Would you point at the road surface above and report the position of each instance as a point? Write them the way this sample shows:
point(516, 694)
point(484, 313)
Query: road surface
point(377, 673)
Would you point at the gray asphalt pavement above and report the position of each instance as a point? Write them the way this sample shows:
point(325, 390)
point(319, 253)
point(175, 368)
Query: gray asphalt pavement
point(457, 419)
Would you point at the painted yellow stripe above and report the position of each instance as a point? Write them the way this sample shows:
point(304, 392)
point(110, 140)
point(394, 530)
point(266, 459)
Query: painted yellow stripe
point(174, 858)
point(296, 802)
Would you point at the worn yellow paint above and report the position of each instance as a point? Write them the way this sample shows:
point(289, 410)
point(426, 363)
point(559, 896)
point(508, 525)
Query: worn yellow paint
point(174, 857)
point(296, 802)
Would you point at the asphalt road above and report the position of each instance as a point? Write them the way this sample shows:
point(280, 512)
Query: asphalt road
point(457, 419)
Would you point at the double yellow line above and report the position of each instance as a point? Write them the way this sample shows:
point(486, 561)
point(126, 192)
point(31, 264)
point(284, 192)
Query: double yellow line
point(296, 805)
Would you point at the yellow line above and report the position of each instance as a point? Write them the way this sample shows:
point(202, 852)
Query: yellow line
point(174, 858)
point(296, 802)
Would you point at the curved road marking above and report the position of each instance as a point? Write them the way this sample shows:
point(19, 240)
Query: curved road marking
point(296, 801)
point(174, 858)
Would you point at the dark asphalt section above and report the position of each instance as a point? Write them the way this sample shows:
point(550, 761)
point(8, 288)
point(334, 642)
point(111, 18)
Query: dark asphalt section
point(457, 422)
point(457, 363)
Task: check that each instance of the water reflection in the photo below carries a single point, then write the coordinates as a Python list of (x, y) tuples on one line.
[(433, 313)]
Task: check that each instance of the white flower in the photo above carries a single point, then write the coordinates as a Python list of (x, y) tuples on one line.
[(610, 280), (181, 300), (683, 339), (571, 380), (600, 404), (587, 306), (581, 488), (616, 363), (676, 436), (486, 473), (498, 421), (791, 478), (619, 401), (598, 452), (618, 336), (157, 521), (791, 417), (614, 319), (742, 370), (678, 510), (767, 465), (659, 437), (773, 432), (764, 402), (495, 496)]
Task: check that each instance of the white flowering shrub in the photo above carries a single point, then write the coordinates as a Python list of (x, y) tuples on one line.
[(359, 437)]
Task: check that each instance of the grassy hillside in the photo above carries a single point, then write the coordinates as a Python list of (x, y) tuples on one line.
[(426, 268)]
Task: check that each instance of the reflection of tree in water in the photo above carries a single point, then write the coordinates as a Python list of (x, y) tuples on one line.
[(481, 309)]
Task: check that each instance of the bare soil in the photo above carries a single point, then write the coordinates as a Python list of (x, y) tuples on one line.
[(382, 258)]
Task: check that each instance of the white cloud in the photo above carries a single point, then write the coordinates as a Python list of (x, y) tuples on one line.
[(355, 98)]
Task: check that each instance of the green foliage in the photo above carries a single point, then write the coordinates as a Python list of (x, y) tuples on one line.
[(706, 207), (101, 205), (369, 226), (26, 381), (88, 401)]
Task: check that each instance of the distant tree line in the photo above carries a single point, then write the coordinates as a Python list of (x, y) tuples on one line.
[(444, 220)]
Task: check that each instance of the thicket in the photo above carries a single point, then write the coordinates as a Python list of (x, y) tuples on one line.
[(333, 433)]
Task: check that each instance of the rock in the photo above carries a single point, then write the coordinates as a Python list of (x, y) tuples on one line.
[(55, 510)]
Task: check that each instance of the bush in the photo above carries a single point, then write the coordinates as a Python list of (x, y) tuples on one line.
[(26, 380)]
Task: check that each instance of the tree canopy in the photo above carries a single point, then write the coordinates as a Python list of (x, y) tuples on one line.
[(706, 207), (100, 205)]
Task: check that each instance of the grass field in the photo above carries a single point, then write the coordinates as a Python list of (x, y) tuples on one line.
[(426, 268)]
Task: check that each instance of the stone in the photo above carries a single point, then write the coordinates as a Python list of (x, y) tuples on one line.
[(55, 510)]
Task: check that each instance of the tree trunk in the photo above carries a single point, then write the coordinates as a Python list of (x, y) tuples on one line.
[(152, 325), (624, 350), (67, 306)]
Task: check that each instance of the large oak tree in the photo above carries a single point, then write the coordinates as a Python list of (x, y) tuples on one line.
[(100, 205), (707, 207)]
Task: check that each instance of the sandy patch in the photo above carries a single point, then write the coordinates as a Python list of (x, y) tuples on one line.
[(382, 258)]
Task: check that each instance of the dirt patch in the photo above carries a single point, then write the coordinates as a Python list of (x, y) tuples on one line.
---
## TASK GOAL
Quote the data above from the line containing "point(484, 313)" to the line containing "point(508, 525)", inclusive, and stop.

## EXERCISE ANSWER
point(484, 313)
Query: road surface
point(377, 673)
Would you point at the gray asphalt pavement above and report the position of each instance as a point? Write them the way this sample shows:
point(325, 390)
point(319, 253)
point(175, 368)
Query: gray asphalt pavement
point(457, 419)
Would you point at the painted yellow stripe above and report the position of each instance as a point? Write them the way this sample shows:
point(304, 392)
point(110, 140)
point(394, 530)
point(266, 459)
Query: painted yellow stripe
point(174, 858)
point(296, 802)
Would you point at the worn yellow paint above and report the position of each instance as a point? Write them the way this sample shows:
point(289, 410)
point(426, 363)
point(559, 896)
point(508, 525)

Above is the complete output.